**EXERCISE**:
Retype each entry. Leave every word as it is.

Point localization data
___

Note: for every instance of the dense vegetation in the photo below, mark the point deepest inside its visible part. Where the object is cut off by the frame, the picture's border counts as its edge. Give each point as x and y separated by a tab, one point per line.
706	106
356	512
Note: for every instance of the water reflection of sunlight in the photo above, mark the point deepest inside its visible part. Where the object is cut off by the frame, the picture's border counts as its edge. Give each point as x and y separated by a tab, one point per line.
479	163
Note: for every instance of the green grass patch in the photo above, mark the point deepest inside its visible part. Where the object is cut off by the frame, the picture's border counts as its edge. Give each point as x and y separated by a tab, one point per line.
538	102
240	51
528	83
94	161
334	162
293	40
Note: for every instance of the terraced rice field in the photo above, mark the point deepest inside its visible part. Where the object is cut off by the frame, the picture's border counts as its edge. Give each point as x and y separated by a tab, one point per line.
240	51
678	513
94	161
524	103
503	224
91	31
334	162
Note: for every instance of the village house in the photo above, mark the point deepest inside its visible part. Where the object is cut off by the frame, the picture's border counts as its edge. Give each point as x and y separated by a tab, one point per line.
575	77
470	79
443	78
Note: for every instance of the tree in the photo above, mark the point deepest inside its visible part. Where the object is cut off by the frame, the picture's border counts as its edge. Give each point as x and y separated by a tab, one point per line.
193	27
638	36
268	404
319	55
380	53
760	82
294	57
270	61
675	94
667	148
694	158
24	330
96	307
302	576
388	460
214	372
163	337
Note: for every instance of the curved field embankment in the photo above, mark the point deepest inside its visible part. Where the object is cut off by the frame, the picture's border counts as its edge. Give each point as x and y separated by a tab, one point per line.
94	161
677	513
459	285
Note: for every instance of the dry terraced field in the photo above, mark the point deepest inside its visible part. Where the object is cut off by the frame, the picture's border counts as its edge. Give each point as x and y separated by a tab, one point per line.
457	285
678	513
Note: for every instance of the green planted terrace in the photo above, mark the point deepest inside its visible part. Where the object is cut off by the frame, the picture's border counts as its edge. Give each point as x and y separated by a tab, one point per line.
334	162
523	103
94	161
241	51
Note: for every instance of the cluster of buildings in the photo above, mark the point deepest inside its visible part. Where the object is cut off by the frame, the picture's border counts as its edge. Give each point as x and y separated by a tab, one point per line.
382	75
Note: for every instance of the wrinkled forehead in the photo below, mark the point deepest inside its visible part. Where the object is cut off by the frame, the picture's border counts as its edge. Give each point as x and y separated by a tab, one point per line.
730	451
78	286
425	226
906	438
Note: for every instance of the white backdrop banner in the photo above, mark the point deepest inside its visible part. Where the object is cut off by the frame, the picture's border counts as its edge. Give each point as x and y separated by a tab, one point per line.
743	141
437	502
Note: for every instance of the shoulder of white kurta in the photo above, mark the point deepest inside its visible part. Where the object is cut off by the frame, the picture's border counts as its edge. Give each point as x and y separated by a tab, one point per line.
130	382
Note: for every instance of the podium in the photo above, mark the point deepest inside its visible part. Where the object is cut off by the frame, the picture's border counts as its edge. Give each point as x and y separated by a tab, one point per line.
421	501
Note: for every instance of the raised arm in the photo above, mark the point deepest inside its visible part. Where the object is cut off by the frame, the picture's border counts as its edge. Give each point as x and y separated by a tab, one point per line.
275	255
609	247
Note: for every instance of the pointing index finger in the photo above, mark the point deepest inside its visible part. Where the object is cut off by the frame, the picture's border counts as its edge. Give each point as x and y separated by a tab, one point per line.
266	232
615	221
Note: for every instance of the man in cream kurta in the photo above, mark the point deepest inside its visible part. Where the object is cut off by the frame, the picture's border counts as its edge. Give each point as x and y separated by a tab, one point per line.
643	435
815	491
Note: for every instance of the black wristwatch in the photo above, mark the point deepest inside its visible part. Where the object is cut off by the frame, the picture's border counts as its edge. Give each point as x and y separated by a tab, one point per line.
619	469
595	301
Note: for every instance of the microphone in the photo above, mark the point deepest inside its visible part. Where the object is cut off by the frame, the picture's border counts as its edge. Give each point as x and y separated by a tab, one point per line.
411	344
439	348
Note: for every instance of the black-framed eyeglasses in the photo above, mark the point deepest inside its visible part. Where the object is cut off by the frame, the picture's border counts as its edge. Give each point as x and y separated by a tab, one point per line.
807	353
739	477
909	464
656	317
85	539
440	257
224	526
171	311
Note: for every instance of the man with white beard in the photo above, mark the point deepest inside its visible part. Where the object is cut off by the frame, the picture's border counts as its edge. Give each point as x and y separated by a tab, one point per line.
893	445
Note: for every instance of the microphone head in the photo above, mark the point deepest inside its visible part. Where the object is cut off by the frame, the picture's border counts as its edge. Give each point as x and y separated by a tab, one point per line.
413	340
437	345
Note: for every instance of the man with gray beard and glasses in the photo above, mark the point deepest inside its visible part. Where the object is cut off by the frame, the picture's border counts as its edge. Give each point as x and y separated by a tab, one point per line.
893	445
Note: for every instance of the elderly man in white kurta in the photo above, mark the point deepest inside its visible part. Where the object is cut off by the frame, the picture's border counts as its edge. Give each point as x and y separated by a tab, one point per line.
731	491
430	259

___

**RESPONSE AREA**:
Note: for every instance of the dense vegetation in the photo below, mark the point deepest inside its visible part. Where the object is cut off by the frame, the picture's border counts as its edge. Give each point as x and y separated by a tab, one point per line.
706	106
356	512
Note: for every instance of the water reflection of sunlight in the photo above, mark the point deepest inside its visible part. Where the object is cut off by the frame, the picture's border counts as its edge. Give each point as x and y separated by a tab, one point per line.
479	163
Note: for every instance of the green grass patch in the photo above, mark the point deepest inside its visible part. Where the object is cut off by the frame, the picture's border counts as its edge. Give each point as x and y separated by a tab, one point per line.
538	102
240	51
528	83
94	161
334	162
293	40
Note: for every instance of the terraced rice field in the photo above, mark the point deepest inside its visible part. Where the object is cut off by the frame, the picture's border counts as its edge. Give each point as x and y separated by a tab, one point per line.
240	51
678	513
94	161
524	103
503	224
91	31
334	162
Note: for every instance of the village house in the photo above, mark the point deepest inside its visible part. Where the object is cut off by the frame, the picture's border counts as its edge. Give each point as x and y separated by a tab, one point per line.
575	77
470	79
443	78
Note: for every instance of the tree in the photo above, mark the point deepest inside its visible part. Where the object is cut off by the frame, the picture's border counts as its edge. Give each point as x and y separated by a tab, one point per line.
193	27
638	36
268	404
319	55
380	53
760	82
294	57
270	61
675	94
667	148
694	158
24	330
96	307
302	576
388	460
214	372
163	337
Note: for every instance of the curved field embankment in the photo above, mark the point deepest inside its visible part. Where the object is cut off by the frame, the picture's border counts as its edge. Give each point as x and y separated by a tab, one point per line.
94	161
677	513
459	285
Note: for every instance of the dry terraced field in the photo above, mark the point deepest inside its visible part. Where the object is cut off by the frame, the picture's border counts as its edge. Give each point as x and y separated by a tab, one point per line.
457	285
678	513
Note: for every instance of the green planted terrace in the photo above, mark the point deepest inside its visible part. Where the object is cut off by the frame, the picture's border counts as its edge. Give each point as x and y separated by a tab, one point per line.
334	162
523	103
94	161
241	51
Note: for every instance of the cluster of buildings in the photo above, mark the point deepest inside its visible part. Where the object is cut off by the frame, the picture's border counts as its edge. Give each point as x and y separated by a tab, one point per line.
382	75
Note: for every instance of the wrinkled forehead in the photo below, mark the point deepest inside its visible part. Where the object is cut off by the frame, the picture's border counts as its edge. Give each point as x and y separated by a tab, one point per line.
730	451
78	286
425	226
906	438
Note: for every instance of the white backdrop banner in the photo above, mark the point deepest inside its visible part. Where the object is cut off by the frame, the picture's border counts as its edge. Give each point as x and y separated by a tab, one point per line.
743	141
437	502
Note: for every instance of the shoulder of white kurta in the photo above, mark the point deepest inside its visible part. Where the object is cut off by the frame, the picture's border counts as its edge. Give each point as x and y separated by a tab, one point per line.
130	382
Note: for every instance of the podium in the photo above, mark the point deepest inside its visible part. Where the object is cut off by the frame, the picture's border counts as its edge. Give each point as x and y separated by a tab, one point per line.
421	501
Note: for every instance of the raised arm in the photo above, mark the point deepest inside its visible part. Where the object is cut off by the frame, the picture's border counts as its edge. Give each point as x and y separated by a tab, one point per line.
275	255
609	247
Note: for every instance of the pointing index finger in the photo above, mark the point deepest inside its visible part. Where the object is cut off by the frame, the picture's border counts as its edge. Give each point as x and y separated by a tab, one point per line.
266	232
615	221
Note: for every instance of the man in cream kurta in the photo above, mark the point deepest inside its visible part. Where the object is cut off by the frame, the picture's border counts as its edge. Give each point as x and y separated by a tab, one point per line.
643	435
815	491
Note: for every instance of the black wristwatch in the photo above, mark the point deepest inside its visible part. Where the object is cut off by the frame, the picture's border counts as its edge. Give each point as x and y separated by a tab, one point per line.
619	469
595	301
Note: for every instance of the microphone in the photo above, mark the point deepest inside its visible part. Where the object is cut off by the frame, the picture's border counts as its edge. Give each point as x and y separated by a tab, one point per line.
411	344
439	348
Note: for every instance of the black-framed eyeglasses in the photo above, mark the point deepest inside its visible part. Where the object is cut off by the frame, the picture's border counts as its edge. Give each point as x and y separated by a tab, one point per line.
807	353
739	477
909	464
656	317
85	539
440	257
224	526
171	311
Note: for every instance of the man with white beard in the photo above, mark the point deepest inside its visible part. Where the object is cut off by the frame, the picture's border counts as its edge. Give each point as x and y separated by a tab, one point per line.
893	445
Note: for every instance of the microphone head in the photo above, mark the point deepest inside its visible part. Where the object is cut off by the frame, the picture's border counts as its edge. Give each point as x and y separated by a tab, one point per line.
413	340
437	345
Note: for every instance of the man with gray beard and glasses in the photo above, mark the point deepest inside its visible part. Where the object is cut off by the frame, the picture's border counts as its edge. Give each point as x and y separated by a tab, one point per line.
893	445
Note: for every instance of the elderly man in white kurta in the photo above, mark the point deepest inside its visible part. Where the object is cut off by the frame, the picture's border counts as its edge. Give each point as x and y separated by a tab, one point per line.
731	491
430	259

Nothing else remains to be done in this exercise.